THE EXERCISE ▸
How many lines of the data below contain the string "smoke"? Matching is case-sensitive, and the reply should be the number alone.

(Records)
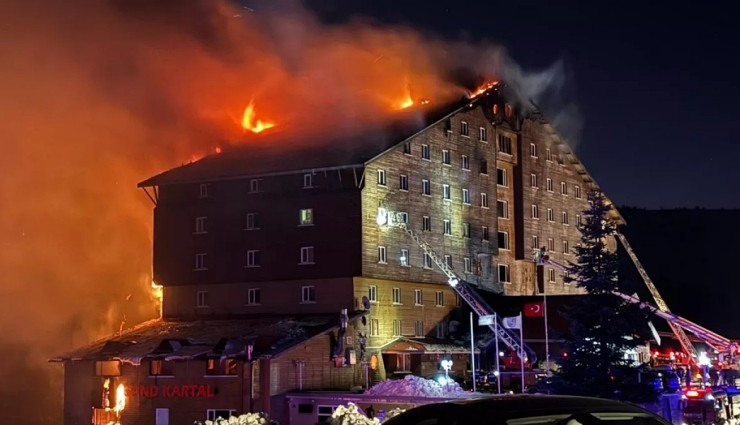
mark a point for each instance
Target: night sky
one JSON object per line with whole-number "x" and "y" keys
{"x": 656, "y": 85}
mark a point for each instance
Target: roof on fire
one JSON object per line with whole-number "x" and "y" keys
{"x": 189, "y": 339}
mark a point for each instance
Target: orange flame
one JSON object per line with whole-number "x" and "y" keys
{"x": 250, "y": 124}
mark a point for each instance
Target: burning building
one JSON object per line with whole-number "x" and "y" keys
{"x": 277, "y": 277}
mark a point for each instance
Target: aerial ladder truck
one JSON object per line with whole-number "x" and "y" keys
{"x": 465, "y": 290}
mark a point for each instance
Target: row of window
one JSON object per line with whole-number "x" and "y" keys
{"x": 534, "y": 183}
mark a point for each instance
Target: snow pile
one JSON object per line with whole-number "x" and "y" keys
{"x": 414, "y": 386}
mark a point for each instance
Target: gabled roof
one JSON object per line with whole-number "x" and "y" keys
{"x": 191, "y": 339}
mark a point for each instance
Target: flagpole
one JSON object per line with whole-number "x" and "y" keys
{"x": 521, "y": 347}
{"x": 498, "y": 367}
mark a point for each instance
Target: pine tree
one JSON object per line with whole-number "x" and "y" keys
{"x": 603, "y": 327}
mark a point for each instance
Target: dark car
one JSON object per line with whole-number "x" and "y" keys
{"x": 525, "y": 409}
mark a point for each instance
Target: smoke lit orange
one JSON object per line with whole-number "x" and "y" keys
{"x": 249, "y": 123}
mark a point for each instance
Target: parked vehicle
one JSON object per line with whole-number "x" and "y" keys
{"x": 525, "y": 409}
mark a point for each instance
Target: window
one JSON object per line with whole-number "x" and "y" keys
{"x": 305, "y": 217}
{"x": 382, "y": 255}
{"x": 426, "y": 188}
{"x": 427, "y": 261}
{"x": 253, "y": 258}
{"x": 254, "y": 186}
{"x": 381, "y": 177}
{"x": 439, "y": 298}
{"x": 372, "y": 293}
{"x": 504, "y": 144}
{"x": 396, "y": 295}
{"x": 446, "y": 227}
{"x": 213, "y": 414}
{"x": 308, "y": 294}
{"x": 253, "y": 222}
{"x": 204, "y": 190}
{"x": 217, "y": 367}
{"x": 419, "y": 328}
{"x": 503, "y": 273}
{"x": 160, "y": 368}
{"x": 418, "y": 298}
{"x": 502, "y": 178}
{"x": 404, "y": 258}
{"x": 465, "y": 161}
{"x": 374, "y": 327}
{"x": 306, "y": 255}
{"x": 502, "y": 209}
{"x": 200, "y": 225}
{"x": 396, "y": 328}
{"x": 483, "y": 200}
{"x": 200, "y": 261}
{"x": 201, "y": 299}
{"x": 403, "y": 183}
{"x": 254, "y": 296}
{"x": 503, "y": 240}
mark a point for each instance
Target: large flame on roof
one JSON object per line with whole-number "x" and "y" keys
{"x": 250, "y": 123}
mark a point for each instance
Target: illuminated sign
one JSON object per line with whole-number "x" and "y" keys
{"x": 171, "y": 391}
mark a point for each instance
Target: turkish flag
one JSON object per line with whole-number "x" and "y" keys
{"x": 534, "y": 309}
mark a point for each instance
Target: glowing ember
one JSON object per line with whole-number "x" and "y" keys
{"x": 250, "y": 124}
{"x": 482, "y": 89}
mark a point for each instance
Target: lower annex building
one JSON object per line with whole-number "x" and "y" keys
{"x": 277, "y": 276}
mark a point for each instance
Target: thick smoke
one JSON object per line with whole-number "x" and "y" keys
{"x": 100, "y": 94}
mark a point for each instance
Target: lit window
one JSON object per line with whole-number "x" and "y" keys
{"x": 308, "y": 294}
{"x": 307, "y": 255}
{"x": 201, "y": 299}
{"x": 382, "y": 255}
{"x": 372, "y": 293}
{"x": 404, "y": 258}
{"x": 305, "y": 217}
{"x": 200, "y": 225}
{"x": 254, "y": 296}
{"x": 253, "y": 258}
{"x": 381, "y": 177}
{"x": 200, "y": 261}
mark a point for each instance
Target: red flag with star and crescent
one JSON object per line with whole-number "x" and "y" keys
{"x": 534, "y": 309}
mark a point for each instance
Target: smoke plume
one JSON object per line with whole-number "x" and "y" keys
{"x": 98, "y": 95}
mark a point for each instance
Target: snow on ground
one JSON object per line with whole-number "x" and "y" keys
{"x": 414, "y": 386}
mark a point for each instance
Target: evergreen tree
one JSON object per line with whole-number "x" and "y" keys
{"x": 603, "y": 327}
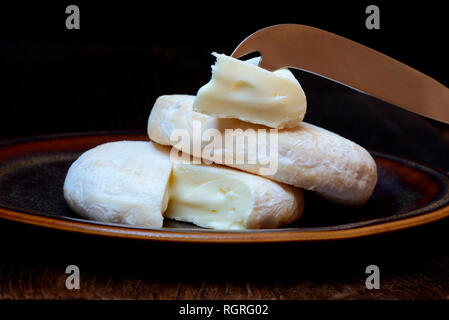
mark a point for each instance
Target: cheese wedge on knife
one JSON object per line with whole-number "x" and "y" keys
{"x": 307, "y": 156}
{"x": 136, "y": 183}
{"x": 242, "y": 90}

CORRECT RESPONSE ▸
3